Continuous Integration and Cross Compilation

Thu Jun 19 22:50:51 UTC 2014

Hi Austin,

Thank you for the quick and thorough reply! There are a lot of points to cover, so I’ll respond in a few sections.

*** The CI Scheme

I realize the vast majority of the work would be in #1, but just want to highlight the idea that there is a real benefit to be had. To address the latter part of your email, I suggested splitting the test suite from the build for a few reasons:

1. We have a pretty good spread of buildbots, but as far as I know there aren’t very many of them. Running only the test suite would increase their utility by roughly 5x (from looking at the buildbot time breakdowns [1]).

2. Building ghc is time and resource intensive, which makes it hard for people to host buildbots. Even though my machines are relatively new, I can’t usually host one because it would interfere with my other work. I would be more tempted to if it was limited to just the test suite, and perhaps others would as well.

3. Cloud computing would enable very fast builds, such that we could conceivably automatically build (and then test on the buildbots) for every patch set submission / pull request.

I believe that sort of streamlining would make ghc development both more accessible to others and more enjoyable for all.

*** Cross Compilation and Template Haskell

Now on to the meat of the problem! I’m not too familiar with the really scary bits of TH, but I'll start with:

> TemplateHaskell must load and run object code on the *host* platform, but the compiler must generate code for the *target* platform.

As you pointed out, this is a big deal. How clear of a delineation does TH have as far as what runs on each platform? I believe this segregation is fundamental to TH, which I’ll explain below.

> There are ways around some of these problems; for one, we could compile every module twice, once for the host, and once for the target.

I don’t think that’s necessary (or maybe I’m misunderstanding and we’re saying the same thing). Consider the following:

1. TH compiles to object code
2. The object code is run on the build machine, which generates haskell AST
3. “Regular" GHC compiles the haskell AST to object code

Currently, the notion of build, host, and target are sort of mashed together with the assumption that build and host will be the same. It seems like “all” we have to do it tell the TH part of GHC to target the build arch, and the rest of GHC to target the host arch. But then there’s this...

RECORDED INFORMATION →
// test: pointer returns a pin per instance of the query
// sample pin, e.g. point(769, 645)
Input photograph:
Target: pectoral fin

--

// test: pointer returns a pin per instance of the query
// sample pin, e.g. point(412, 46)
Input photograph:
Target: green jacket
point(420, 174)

AIM OF THE EXERCISE →
How would you put this sentence from the message on continuous integration and cross compilation into Spanish: "Building ghc is time and resource intensive, which makes it hard for people to host buildbots." The material comes from a separate source.

TASK RESPONSE →
Compilar ghc exige mucho tiempo y muchos recursos, lo que hace difícil que la gente aloje buildbots.